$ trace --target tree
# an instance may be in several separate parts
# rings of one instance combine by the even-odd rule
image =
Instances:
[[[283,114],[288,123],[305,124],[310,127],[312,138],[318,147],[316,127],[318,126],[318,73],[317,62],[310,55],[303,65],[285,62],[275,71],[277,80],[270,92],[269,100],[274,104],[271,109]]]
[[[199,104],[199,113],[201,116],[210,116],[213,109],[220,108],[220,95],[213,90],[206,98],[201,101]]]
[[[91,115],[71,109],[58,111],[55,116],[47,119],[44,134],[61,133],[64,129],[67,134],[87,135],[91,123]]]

..............................

● **What the task requires**
Recast every line of the material above as a numbered list, leaving out any blank lines.

● **Task solution**
1. $ trace --target tree
2. # an instance may be in several separate parts
3. # rings of one instance combine by the even-odd rule
4. image =
5. Instances:
6. [[[283,114],[288,123],[305,124],[310,127],[312,138],[318,147],[316,127],[318,126],[318,73],[317,62],[310,55],[303,65],[285,62],[275,71],[277,80],[270,92],[269,100],[274,104],[271,109]]]
7. [[[199,104],[199,113],[201,116],[210,116],[213,109],[220,108],[220,95],[213,90],[206,98],[201,101]]]
8. [[[91,115],[71,109],[58,111],[55,116],[47,119],[44,134],[61,133],[64,129],[67,134],[87,135],[91,123]]]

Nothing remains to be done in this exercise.